─── Provided entries ───
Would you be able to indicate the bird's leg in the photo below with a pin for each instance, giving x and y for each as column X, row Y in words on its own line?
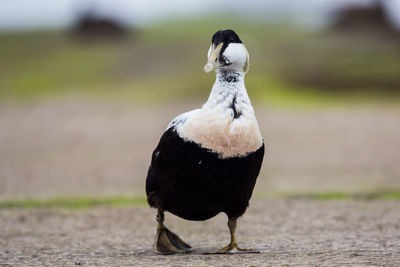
column 167, row 242
column 233, row 245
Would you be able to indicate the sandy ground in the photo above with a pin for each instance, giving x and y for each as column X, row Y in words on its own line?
column 83, row 148
column 75, row 147
column 287, row 232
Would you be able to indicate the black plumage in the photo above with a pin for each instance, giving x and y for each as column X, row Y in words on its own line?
column 194, row 183
column 208, row 159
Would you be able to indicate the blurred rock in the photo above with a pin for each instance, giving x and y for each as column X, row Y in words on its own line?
column 89, row 25
column 365, row 19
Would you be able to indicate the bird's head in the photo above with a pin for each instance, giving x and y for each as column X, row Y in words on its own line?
column 227, row 52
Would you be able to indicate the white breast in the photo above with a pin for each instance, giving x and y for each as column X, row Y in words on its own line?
column 217, row 130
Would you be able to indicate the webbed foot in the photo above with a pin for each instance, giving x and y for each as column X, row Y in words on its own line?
column 166, row 241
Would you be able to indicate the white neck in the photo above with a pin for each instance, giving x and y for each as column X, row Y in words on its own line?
column 228, row 85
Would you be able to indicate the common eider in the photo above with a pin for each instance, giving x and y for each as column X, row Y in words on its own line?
column 208, row 159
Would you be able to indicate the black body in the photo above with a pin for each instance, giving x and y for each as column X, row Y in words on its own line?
column 194, row 183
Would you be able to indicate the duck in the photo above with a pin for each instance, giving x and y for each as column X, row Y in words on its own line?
column 208, row 159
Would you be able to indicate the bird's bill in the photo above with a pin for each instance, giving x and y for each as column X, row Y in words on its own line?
column 212, row 58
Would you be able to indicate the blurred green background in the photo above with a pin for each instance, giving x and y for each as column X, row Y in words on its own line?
column 327, row 95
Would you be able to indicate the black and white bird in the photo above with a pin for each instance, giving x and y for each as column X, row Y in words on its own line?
column 208, row 159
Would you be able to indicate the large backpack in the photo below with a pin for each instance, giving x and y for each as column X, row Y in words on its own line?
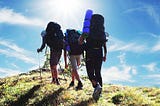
column 71, row 37
column 54, row 36
column 97, row 35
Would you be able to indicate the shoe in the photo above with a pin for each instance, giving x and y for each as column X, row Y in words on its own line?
column 71, row 84
column 79, row 86
column 97, row 92
column 57, row 82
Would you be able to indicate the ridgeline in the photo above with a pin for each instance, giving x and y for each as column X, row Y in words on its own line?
column 32, row 89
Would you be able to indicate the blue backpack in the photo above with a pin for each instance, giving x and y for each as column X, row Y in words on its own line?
column 71, row 38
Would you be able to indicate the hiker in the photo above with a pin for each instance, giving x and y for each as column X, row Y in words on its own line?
column 53, row 37
column 96, row 52
column 74, row 51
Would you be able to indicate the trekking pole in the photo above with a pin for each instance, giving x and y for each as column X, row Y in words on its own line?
column 39, row 66
column 62, row 71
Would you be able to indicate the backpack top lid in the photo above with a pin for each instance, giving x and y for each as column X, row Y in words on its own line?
column 52, row 27
column 43, row 33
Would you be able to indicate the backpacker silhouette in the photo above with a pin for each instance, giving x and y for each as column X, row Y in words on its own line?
column 54, row 36
column 71, row 37
column 97, row 35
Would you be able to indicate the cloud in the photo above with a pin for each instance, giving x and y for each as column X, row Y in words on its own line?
column 118, row 45
column 156, row 47
column 149, row 9
column 12, row 50
column 10, row 17
column 151, row 66
column 121, row 73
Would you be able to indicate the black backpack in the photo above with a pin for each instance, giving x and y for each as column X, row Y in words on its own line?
column 97, row 35
column 54, row 36
column 71, row 37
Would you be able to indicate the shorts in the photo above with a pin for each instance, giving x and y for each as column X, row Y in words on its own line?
column 75, row 61
column 55, row 57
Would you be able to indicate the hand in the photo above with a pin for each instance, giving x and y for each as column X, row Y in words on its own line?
column 39, row 50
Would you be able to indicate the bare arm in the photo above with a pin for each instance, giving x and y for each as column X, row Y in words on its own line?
column 105, row 52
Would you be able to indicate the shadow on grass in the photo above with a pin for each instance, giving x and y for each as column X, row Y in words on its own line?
column 51, row 100
column 85, row 103
column 23, row 99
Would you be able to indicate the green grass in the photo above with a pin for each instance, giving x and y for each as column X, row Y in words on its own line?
column 29, row 89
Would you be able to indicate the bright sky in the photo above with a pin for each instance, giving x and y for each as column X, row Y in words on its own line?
column 133, row 25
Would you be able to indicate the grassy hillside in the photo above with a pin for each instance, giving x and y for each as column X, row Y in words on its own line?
column 30, row 89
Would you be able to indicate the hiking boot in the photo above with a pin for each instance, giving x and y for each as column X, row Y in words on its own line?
column 57, row 82
column 97, row 92
column 79, row 86
column 71, row 84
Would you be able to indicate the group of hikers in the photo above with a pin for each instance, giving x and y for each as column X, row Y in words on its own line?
column 92, row 41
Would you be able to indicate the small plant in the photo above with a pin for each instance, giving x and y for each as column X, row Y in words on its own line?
column 117, row 99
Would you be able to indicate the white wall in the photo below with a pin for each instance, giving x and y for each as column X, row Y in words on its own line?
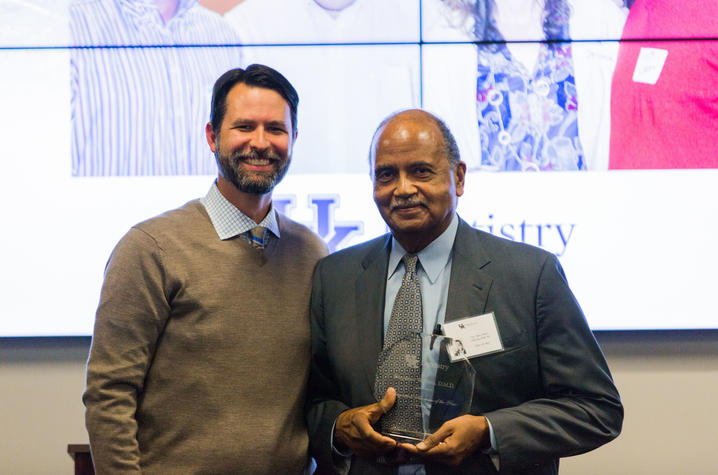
column 668, row 382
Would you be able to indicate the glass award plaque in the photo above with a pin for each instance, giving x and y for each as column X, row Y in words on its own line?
column 434, row 383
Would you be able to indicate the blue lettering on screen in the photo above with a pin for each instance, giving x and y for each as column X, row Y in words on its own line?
column 335, row 234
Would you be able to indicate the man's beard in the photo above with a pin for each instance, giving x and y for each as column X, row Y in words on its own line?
column 233, row 169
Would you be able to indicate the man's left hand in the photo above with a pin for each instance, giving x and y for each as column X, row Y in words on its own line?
column 455, row 440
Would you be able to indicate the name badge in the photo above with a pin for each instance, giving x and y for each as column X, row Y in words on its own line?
column 649, row 65
column 473, row 336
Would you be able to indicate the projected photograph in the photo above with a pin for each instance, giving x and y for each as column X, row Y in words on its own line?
column 588, row 128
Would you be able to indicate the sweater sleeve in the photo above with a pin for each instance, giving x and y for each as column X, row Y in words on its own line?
column 133, row 309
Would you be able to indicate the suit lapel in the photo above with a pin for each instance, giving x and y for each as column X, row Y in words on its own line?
column 470, row 284
column 370, row 293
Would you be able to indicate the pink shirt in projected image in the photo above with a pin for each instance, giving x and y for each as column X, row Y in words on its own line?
column 664, row 100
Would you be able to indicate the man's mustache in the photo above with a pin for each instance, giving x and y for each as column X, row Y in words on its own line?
column 398, row 203
column 254, row 154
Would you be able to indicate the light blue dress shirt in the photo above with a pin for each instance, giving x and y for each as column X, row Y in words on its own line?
column 434, row 274
column 229, row 221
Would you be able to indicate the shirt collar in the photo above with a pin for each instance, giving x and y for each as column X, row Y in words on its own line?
column 433, row 258
column 228, row 221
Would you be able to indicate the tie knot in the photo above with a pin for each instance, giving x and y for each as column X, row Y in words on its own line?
column 257, row 234
column 410, row 261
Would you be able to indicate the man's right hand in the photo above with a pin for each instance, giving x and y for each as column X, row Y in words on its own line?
column 353, row 429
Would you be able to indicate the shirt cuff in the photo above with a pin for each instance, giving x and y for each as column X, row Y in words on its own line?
column 491, row 451
column 346, row 454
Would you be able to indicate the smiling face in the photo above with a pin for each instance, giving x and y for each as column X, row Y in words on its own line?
column 415, row 186
column 253, row 146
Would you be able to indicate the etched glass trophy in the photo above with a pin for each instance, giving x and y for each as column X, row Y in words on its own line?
column 434, row 382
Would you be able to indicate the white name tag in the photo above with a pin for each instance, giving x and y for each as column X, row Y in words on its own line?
column 473, row 336
column 649, row 65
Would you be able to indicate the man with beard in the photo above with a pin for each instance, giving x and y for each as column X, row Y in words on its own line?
column 179, row 378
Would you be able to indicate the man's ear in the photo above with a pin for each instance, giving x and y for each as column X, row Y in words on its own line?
column 211, row 137
column 459, row 175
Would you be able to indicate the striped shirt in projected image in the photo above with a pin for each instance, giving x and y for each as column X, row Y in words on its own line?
column 141, row 87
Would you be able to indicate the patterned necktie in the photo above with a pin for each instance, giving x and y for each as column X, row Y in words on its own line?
column 401, row 365
column 256, row 235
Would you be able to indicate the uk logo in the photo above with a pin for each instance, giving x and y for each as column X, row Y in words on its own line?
column 336, row 234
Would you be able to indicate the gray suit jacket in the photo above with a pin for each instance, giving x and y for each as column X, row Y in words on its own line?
column 549, row 394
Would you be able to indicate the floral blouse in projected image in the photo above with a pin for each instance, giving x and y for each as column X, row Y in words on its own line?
column 528, row 122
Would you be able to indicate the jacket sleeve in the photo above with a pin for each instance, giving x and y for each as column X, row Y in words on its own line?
column 579, row 408
column 323, row 405
column 130, row 317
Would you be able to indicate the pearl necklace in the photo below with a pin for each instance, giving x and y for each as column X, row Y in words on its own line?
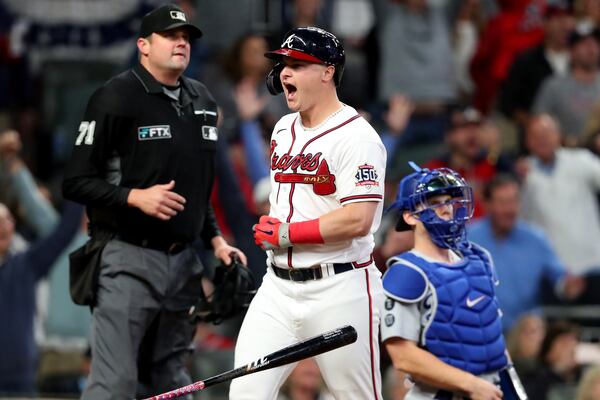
column 315, row 128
───
| Work to be completed |
Copy out the items word for word, from the line with "Would you be able to indicate the white name" to the line with "column 336, row 234", both lines included.

| Response |
Would you be able to indicate the white name tag in the photo above with a pin for each instance, giving x and y for each as column X, row Y in words on its own line?
column 473, row 336
column 649, row 65
Would you be able to indicate the man with beard in the photo above with a pin for each instance, giving x and y for each as column X, row Y in words on its own line?
column 179, row 378
Would you be able to indicate the man's ear in the photo above with a pin for each instance, giving x and y for each as column X, row Y in words on its own line?
column 211, row 137
column 459, row 175
Would you be able to indicate the striped shirt in projected image in the photo above with a pin for each instance, giving x and y for each as column X, row Y in words on its own line?
column 141, row 87
Would you be able to indicate the patterned necktie in the photo above with a pin for each instance, giving x and y for each as column X, row Y in words on its own line?
column 401, row 365
column 256, row 235
Would you be able to indicate the uk logo in the photo above with a pin for each instance, giving x and y for each as column X, row Y in words on its own line?
column 336, row 234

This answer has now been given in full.